**TASK PROMPT:** Collect every line in the entries below that contains the word "leafy" and copy each one out. Case counts.

**Excerpt from a dataset:**
┌──

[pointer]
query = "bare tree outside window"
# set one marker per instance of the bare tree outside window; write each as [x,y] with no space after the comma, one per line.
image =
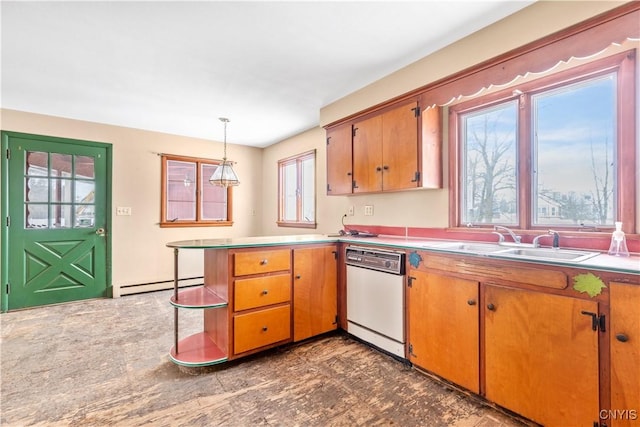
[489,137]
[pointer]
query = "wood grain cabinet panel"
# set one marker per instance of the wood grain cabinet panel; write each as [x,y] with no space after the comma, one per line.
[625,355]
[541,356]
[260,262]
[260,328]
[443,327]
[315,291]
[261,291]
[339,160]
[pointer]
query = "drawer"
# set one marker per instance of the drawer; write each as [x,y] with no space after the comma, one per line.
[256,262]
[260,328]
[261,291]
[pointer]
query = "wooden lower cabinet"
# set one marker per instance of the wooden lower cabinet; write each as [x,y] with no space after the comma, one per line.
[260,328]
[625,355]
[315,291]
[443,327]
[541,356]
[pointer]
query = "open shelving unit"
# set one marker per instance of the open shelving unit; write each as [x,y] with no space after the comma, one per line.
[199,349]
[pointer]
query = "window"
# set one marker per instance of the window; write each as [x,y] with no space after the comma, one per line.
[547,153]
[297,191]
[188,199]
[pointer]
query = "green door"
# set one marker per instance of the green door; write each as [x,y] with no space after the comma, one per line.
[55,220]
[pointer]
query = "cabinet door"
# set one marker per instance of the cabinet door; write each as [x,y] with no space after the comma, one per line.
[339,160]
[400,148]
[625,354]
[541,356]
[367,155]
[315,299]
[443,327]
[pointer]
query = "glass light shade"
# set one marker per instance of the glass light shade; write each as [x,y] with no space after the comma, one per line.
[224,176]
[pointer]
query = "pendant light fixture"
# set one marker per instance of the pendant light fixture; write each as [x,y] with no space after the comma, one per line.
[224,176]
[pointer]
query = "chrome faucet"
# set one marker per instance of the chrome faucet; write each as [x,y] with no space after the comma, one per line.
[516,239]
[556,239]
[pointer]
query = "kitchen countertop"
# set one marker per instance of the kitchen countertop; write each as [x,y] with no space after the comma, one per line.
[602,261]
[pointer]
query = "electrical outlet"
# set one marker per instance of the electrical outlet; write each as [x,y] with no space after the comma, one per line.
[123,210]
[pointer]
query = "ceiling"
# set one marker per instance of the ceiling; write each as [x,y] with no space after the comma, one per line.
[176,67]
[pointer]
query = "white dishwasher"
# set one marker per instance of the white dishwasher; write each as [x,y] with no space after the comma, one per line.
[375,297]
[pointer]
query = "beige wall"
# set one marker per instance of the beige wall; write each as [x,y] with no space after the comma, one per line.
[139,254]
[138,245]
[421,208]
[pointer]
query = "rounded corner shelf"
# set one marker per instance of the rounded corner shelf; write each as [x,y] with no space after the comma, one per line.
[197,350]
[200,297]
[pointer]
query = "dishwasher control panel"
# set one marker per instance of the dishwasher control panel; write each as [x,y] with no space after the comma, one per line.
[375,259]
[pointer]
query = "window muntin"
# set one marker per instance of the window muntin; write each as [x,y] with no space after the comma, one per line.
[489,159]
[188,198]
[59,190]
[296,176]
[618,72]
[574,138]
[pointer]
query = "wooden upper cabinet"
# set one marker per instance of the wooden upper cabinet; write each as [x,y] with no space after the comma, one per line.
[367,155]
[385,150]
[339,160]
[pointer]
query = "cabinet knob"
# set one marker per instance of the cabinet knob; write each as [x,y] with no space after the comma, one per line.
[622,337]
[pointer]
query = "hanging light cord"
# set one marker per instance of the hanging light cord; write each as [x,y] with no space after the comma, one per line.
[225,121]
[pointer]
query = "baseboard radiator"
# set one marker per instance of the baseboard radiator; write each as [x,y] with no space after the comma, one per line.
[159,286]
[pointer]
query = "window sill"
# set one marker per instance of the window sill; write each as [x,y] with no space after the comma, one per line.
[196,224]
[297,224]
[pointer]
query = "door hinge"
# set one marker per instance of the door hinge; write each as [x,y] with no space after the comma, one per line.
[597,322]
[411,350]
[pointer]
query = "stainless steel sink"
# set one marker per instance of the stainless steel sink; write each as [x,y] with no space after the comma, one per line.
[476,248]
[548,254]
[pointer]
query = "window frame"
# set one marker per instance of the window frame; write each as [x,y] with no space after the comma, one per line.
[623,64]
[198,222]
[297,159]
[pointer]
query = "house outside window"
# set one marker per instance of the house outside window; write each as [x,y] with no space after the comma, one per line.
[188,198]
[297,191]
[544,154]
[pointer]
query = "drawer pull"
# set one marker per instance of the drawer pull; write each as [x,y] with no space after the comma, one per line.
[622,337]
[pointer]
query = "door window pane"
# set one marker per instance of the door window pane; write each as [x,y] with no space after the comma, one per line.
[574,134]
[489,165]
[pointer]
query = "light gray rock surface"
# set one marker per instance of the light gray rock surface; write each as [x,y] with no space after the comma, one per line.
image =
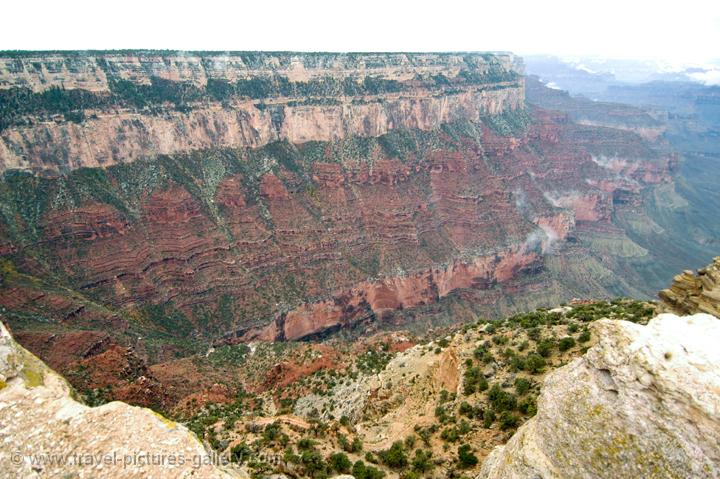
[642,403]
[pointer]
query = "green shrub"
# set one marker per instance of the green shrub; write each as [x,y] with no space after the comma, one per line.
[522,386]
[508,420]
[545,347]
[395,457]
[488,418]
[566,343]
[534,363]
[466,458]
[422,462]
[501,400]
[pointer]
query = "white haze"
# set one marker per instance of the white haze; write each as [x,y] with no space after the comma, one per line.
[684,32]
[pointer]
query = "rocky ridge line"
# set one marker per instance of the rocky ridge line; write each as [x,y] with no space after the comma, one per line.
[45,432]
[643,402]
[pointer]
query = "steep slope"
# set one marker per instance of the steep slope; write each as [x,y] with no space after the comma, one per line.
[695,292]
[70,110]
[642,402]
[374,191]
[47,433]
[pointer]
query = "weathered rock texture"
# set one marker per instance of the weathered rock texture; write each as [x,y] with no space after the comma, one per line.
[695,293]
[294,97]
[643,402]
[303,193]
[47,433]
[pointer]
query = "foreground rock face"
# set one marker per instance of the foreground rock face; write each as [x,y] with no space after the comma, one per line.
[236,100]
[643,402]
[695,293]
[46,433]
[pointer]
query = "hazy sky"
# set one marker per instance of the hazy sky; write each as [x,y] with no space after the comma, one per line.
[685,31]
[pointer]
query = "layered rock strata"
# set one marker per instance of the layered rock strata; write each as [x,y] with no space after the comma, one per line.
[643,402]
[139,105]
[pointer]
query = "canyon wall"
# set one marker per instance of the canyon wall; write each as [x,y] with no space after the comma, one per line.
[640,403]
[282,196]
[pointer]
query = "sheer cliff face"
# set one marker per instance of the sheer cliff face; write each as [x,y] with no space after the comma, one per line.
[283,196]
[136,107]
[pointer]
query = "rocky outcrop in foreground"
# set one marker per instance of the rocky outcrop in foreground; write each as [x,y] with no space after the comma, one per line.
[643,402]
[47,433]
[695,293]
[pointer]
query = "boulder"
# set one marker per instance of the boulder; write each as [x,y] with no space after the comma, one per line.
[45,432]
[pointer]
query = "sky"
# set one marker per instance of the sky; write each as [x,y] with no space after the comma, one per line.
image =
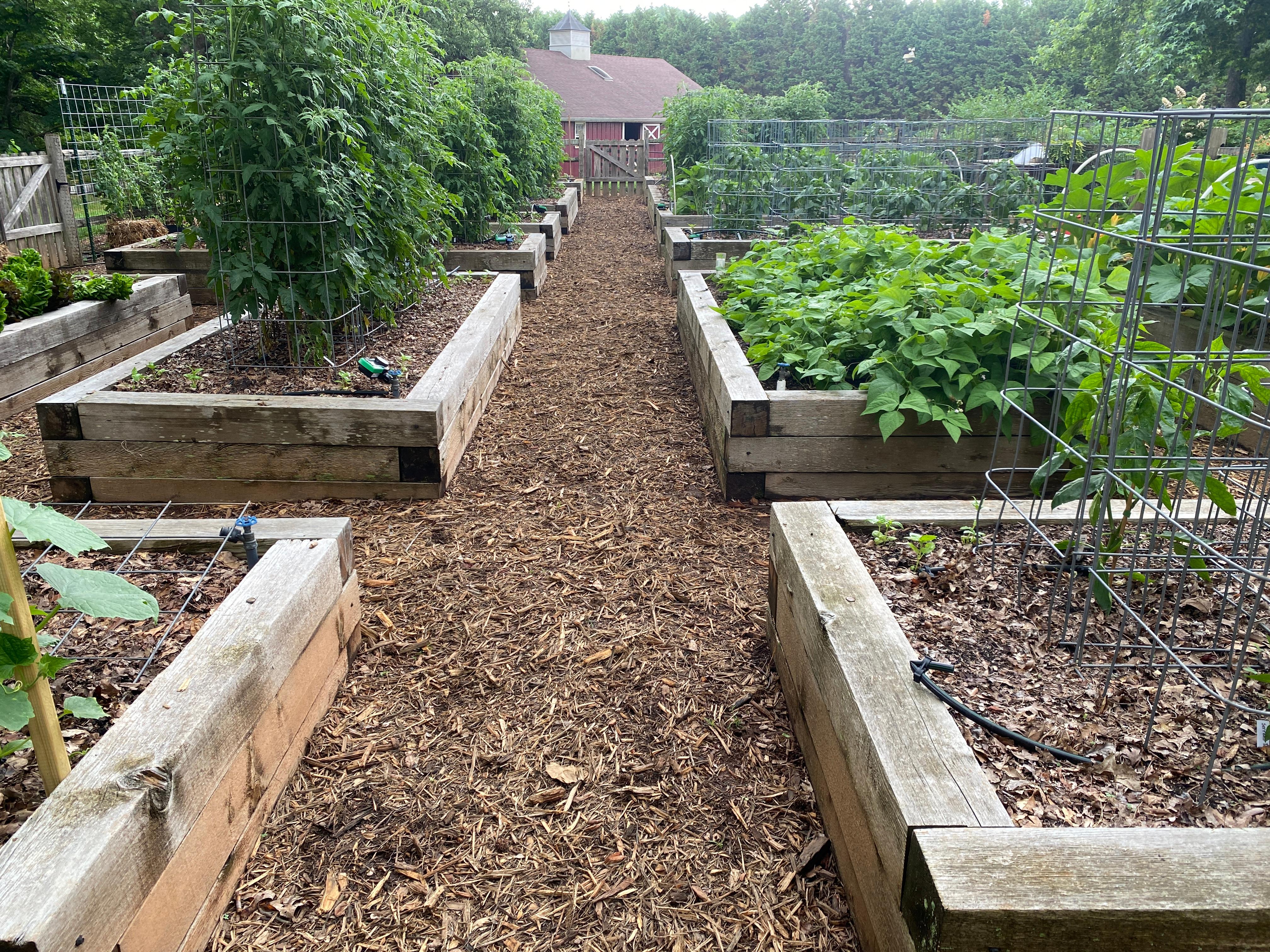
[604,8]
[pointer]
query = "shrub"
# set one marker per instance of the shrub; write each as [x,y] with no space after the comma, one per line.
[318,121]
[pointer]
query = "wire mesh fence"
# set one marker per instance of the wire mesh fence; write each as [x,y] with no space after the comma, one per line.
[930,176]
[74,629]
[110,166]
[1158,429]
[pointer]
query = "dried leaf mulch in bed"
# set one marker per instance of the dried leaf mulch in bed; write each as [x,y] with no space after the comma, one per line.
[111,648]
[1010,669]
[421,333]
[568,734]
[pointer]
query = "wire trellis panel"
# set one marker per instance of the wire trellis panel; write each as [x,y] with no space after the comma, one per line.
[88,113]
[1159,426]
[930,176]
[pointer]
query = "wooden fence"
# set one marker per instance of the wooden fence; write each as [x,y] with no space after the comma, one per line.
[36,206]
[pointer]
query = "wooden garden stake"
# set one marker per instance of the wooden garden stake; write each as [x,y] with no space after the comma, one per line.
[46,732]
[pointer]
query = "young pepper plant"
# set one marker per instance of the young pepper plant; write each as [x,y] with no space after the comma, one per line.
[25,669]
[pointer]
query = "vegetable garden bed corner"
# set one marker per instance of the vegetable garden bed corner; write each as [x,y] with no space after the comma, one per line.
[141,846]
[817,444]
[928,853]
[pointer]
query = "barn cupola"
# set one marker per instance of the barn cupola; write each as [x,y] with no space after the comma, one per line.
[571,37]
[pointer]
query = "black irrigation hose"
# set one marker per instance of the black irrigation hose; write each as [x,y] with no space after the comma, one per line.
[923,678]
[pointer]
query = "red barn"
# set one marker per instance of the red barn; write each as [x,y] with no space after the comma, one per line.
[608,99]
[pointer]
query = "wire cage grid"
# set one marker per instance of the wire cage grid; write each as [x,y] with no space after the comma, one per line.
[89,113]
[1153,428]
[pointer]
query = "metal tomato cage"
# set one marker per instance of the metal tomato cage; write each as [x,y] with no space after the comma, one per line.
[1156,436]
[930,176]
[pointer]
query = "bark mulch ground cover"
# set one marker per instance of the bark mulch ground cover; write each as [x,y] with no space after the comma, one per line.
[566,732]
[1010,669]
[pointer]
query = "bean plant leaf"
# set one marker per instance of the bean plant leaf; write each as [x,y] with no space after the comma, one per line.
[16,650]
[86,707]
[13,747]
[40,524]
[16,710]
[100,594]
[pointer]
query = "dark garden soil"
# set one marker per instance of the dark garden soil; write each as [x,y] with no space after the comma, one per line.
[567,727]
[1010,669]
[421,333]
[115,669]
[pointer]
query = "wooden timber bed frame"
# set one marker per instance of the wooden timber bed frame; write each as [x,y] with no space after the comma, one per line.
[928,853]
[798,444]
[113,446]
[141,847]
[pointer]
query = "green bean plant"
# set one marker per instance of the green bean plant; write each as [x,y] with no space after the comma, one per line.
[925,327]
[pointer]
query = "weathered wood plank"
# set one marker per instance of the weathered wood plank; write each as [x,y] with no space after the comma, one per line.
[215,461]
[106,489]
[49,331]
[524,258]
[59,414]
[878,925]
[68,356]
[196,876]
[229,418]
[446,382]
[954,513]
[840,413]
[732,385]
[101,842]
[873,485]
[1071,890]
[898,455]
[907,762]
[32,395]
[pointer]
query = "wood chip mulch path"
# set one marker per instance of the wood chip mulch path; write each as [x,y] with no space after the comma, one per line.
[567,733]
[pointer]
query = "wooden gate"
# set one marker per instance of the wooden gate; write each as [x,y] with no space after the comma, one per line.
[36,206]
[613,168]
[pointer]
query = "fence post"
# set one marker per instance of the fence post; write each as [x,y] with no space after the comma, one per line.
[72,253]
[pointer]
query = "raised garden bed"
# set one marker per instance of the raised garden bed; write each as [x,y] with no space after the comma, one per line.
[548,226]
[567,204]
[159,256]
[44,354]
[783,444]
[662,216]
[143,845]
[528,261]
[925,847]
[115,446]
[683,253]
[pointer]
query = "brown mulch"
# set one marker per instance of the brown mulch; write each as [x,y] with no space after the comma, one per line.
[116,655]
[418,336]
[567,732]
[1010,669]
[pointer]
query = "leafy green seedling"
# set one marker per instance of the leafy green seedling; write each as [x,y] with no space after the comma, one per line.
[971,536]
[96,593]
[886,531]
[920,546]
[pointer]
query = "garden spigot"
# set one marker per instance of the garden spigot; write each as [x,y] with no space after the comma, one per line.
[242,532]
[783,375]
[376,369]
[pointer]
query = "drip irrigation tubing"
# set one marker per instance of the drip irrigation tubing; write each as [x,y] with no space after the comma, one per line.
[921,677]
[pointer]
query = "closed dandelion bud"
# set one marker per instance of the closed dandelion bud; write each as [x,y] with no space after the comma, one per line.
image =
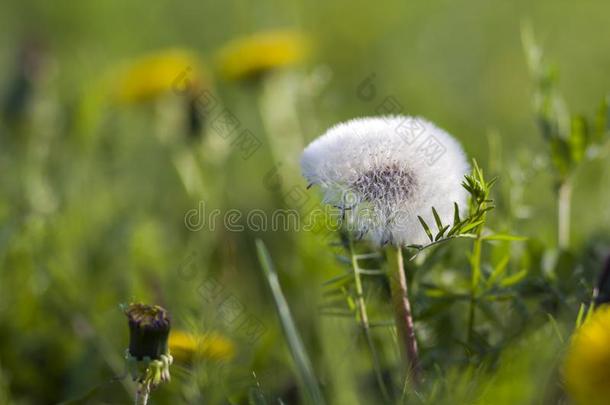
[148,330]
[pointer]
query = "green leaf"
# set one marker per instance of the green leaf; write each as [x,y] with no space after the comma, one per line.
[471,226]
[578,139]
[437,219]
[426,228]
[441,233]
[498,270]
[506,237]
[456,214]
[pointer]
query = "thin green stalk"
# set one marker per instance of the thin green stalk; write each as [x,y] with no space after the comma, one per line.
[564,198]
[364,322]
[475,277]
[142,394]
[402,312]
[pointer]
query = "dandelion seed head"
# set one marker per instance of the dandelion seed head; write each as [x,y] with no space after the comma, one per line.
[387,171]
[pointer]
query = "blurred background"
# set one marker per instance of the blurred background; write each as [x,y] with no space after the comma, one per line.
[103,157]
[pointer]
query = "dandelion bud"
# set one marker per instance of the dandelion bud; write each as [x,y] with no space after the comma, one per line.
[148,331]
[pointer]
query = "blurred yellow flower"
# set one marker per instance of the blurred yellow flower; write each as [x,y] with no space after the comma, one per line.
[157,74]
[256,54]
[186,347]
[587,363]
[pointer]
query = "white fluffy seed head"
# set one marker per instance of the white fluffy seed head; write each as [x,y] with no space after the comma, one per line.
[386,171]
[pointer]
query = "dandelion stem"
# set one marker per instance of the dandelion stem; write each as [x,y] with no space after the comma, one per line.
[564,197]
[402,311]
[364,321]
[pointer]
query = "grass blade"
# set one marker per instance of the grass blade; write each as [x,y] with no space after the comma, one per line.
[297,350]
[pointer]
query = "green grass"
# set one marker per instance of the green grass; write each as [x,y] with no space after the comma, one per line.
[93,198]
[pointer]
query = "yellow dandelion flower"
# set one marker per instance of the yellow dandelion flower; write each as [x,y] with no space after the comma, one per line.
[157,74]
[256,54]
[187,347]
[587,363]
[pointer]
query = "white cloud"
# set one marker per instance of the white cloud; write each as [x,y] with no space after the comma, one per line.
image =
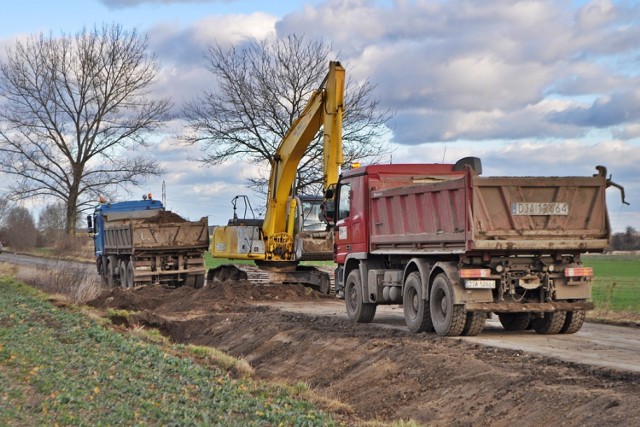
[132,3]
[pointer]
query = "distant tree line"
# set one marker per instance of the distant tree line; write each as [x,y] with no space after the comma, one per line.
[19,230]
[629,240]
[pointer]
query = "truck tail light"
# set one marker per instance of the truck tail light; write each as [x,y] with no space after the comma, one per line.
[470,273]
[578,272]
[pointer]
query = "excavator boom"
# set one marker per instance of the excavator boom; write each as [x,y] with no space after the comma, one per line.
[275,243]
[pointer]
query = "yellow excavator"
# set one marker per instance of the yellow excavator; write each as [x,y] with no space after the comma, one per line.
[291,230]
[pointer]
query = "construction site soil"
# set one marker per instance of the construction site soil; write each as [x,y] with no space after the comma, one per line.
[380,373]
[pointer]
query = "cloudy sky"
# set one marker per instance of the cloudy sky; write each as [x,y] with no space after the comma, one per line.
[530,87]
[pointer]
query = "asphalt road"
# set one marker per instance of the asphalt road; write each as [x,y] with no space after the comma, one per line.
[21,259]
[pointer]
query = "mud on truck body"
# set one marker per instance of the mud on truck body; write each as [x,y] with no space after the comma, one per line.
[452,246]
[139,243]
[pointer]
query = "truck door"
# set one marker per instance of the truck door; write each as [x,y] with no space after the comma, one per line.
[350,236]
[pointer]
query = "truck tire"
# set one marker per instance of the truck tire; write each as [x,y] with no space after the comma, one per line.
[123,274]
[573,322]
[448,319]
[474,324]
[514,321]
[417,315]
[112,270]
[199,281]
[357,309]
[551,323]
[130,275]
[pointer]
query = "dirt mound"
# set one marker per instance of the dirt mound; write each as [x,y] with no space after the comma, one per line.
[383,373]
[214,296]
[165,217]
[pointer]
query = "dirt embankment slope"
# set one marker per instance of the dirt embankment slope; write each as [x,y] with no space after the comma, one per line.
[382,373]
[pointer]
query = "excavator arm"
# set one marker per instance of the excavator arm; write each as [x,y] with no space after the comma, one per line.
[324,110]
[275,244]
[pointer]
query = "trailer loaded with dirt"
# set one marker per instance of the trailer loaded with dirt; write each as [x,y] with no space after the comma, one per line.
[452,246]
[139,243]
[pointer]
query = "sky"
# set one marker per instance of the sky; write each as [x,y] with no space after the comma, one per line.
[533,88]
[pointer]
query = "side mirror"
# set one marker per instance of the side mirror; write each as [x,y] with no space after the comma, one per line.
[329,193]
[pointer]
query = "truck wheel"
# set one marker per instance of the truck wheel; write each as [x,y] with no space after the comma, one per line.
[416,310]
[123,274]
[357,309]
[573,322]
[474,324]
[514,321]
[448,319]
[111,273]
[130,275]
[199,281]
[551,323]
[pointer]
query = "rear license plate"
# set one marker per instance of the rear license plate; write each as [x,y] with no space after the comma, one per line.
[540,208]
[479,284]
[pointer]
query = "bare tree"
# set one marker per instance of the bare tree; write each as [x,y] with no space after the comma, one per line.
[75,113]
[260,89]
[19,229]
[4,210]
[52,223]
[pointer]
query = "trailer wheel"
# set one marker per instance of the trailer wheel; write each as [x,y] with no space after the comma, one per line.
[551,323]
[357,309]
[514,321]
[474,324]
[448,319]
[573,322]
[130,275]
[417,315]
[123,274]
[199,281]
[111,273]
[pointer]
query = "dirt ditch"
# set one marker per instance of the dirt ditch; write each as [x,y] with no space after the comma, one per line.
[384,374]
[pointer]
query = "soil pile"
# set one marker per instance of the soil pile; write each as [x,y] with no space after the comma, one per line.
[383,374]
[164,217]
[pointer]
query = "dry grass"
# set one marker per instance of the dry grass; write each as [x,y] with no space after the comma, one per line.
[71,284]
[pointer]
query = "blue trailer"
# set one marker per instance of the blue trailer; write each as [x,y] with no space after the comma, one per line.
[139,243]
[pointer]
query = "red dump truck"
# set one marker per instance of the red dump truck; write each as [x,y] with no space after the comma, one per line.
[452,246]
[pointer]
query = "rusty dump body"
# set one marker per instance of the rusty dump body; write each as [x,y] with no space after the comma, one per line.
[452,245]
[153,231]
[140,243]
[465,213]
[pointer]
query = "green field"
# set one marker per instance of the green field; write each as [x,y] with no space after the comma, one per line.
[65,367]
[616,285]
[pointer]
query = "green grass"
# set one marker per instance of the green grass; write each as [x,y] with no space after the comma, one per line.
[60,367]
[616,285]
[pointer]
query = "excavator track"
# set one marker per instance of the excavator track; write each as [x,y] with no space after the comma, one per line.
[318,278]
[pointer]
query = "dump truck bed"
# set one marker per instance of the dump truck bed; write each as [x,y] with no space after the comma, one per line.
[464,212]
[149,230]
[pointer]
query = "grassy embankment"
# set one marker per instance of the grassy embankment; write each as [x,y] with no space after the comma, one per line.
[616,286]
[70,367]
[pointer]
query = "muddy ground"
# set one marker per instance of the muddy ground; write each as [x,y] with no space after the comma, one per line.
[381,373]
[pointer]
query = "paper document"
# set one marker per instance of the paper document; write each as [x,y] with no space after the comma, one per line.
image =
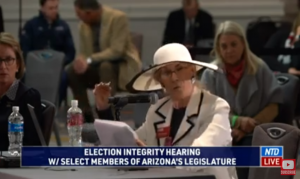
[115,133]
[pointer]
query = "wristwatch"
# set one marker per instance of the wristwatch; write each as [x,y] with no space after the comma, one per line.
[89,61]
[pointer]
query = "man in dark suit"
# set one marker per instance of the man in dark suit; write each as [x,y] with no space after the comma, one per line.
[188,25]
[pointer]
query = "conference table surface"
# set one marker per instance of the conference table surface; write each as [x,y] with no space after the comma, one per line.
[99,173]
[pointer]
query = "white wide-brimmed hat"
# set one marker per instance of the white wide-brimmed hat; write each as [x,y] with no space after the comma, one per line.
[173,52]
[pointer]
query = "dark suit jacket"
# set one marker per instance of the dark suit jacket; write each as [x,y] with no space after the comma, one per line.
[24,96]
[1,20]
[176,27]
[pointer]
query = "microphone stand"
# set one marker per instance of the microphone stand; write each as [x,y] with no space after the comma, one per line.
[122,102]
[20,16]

└──

**EXERCISE RESPONSE:**
query = "leafy green seedling"
# set one marker per instance of the leafy green seedling; write each as [x,y] with no space after the comma, one per line.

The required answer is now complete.